Entries drawn from a collection:
= = = = =
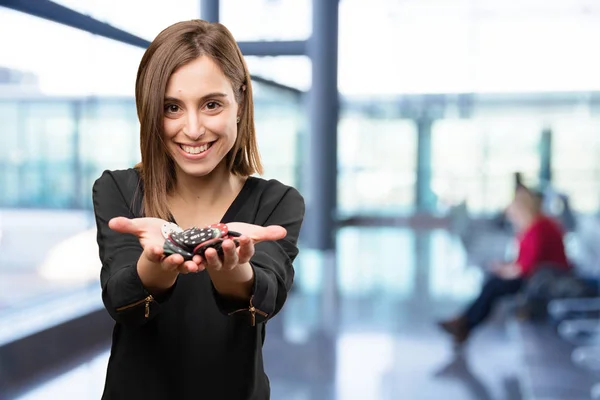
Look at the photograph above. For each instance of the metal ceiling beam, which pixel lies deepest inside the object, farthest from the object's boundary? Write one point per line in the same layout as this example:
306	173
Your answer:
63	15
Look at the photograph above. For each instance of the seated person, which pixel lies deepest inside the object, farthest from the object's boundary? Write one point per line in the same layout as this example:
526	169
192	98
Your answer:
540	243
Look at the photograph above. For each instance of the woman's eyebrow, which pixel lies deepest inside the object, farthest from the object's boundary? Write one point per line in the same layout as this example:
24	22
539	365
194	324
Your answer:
= = = = =
**PROBLEM:** Render each line of the listing above as a JSON list of strings, one string per line and no blank lines. Omit the pictures.

**RESPONSE BELOW:**
[
  "Look at the photograph above. For each instance of the metal ceiling beam, which pixel lies deepest inside the object, farthest from the object's boundary? Write one point per line in the same layout as this example:",
  "306\t173",
  "Your answer:",
  "63\t15",
  "Look at the photograph above. For each instance of the seated person, which pixel lies deepest inside the object, farthest from the object's boundary? Write one point per line in the same layout as this example:",
  "526\t169",
  "192\t98",
  "Your answer:",
  "540\t243",
  "Look at the photograph above. For each instance of the woman's eyebrow, which pixel lies deepest inside the object, farthest from the object's boundary? Write one point per line in the same layout as this example:",
  "24\t22",
  "539\t365",
  "194\t324",
  "Your answer:"
]